Reproduce all of the data below line for line, changing nothing.

=======

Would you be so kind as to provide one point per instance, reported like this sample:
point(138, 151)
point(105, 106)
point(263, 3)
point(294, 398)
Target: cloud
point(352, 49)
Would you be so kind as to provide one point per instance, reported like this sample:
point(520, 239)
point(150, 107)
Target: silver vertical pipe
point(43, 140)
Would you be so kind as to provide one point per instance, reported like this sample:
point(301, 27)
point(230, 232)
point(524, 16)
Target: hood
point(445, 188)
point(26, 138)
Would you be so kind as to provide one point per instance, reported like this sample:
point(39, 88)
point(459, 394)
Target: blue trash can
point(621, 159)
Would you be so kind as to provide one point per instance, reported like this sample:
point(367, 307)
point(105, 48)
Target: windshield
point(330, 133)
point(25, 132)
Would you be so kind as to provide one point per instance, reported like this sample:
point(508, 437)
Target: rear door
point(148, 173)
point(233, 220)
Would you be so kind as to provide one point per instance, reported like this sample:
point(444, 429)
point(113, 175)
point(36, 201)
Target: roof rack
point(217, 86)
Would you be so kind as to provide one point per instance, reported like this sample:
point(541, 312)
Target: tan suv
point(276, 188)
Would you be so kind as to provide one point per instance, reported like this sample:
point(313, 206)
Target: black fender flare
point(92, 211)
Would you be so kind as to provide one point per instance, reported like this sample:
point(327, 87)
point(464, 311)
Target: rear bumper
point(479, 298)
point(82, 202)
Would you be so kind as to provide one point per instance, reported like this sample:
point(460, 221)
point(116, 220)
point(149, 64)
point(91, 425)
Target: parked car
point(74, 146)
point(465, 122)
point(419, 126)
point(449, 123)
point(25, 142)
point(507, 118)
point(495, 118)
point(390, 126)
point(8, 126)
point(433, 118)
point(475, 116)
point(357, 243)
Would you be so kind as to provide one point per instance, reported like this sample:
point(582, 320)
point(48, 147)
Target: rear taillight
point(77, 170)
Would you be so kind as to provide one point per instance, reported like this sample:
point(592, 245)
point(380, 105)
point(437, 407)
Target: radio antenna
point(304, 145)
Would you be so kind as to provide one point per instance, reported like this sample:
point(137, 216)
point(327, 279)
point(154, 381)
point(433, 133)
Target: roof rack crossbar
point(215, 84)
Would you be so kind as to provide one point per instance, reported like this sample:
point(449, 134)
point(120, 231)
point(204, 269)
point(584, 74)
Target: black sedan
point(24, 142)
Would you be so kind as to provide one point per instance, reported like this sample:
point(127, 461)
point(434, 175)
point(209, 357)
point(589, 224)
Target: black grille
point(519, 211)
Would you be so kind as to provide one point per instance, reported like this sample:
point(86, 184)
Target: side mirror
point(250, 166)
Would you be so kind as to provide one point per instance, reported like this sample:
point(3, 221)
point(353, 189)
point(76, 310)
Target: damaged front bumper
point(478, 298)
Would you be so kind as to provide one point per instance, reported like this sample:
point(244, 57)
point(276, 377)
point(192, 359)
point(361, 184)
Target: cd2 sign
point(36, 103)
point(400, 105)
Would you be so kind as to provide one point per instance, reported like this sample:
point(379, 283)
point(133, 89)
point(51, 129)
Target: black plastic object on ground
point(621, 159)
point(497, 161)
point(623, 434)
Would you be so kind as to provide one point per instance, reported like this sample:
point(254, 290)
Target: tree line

=======

## TASK OUTPUT
Would you be so kind as to provide one point per instance, reported like this sample:
point(138, 151)
point(105, 106)
point(263, 3)
point(294, 398)
Target: cloud
point(352, 49)
Would you be so kind as to provide one point per instance, reported like this sample:
point(520, 239)
point(150, 107)
Target: silver vertical pipe
point(43, 140)
Would you be so kind as to provide one point per instance, reported like this sample:
point(301, 27)
point(230, 232)
point(524, 16)
Target: hood
point(445, 188)
point(26, 138)
Would you be so kind as to provide one point per instance, reported like this sample:
point(39, 88)
point(459, 394)
Target: blue trash can
point(621, 159)
Would you be so kind as to provide one point per instance, reported like this sample:
point(367, 307)
point(105, 48)
Target: windshield
point(330, 133)
point(25, 132)
Would you be so kind as to provide one point per instance, reported like this sample:
point(508, 437)
Target: rear door
point(148, 173)
point(233, 220)
Would you be so kind as to provide one point per instance, reported like this sample:
point(444, 429)
point(113, 175)
point(36, 201)
Target: roof rack
point(217, 86)
Would you be so kind as to provide one point per instance, reported like this sample:
point(541, 312)
Target: tan suv
point(276, 188)
Would you be so kind as to provide one point per instance, reported like this sample:
point(313, 206)
Target: black fender flare
point(92, 211)
Would you be so kind as to provide one point per instance, reported like this sample:
point(327, 87)
point(464, 311)
Target: rear bumper
point(479, 298)
point(82, 202)
Would you be so kind as to provide one point per instance, reported like this sample:
point(460, 221)
point(116, 220)
point(149, 64)
point(91, 425)
Target: parked car
point(74, 146)
point(465, 122)
point(419, 126)
point(449, 123)
point(25, 142)
point(507, 118)
point(495, 118)
point(390, 126)
point(8, 126)
point(433, 118)
point(475, 116)
point(357, 243)
Would you be so kind as to provide one point per instance, reported like this sample:
point(582, 320)
point(48, 147)
Target: rear taillight
point(77, 170)
Would you be so kind as to provide one point per instance, reported like this sample:
point(592, 245)
point(380, 105)
point(437, 407)
Target: radio antenna
point(304, 145)
Would you be so kind as to provide one point per instance, reported like this sample:
point(137, 216)
point(327, 279)
point(154, 381)
point(433, 133)
Target: roof rack crossbar
point(215, 84)
Would you be so kind as to provide one point per instance, reported like this sample:
point(449, 134)
point(120, 231)
point(204, 269)
point(584, 74)
Target: black sedan
point(24, 142)
Would you be so kind as to provide one point per instance, reported like this sample:
point(127, 461)
point(434, 175)
point(209, 357)
point(589, 224)
Target: black grille
point(519, 211)
Would you be so kind as to provide one point per instance, reported like this sample:
point(86, 184)
Target: side mirror
point(250, 166)
Would you be so kind as to provide one point per instance, reported like this sample:
point(3, 221)
point(353, 189)
point(76, 310)
Target: damaged front bumper
point(478, 298)
Would you be so kind as to provide one point per instance, reported like this sample:
point(244, 57)
point(276, 377)
point(192, 359)
point(361, 184)
Target: cd2 sign
point(36, 103)
point(400, 105)
Would you be so kind as to provide one point per instance, reported like this sample:
point(379, 283)
point(133, 89)
point(51, 129)
Target: black plastic object on ground
point(621, 159)
point(497, 161)
point(623, 434)
Would you be so kind as to provide one point per instance, reported like this sample:
point(254, 290)
Target: tree line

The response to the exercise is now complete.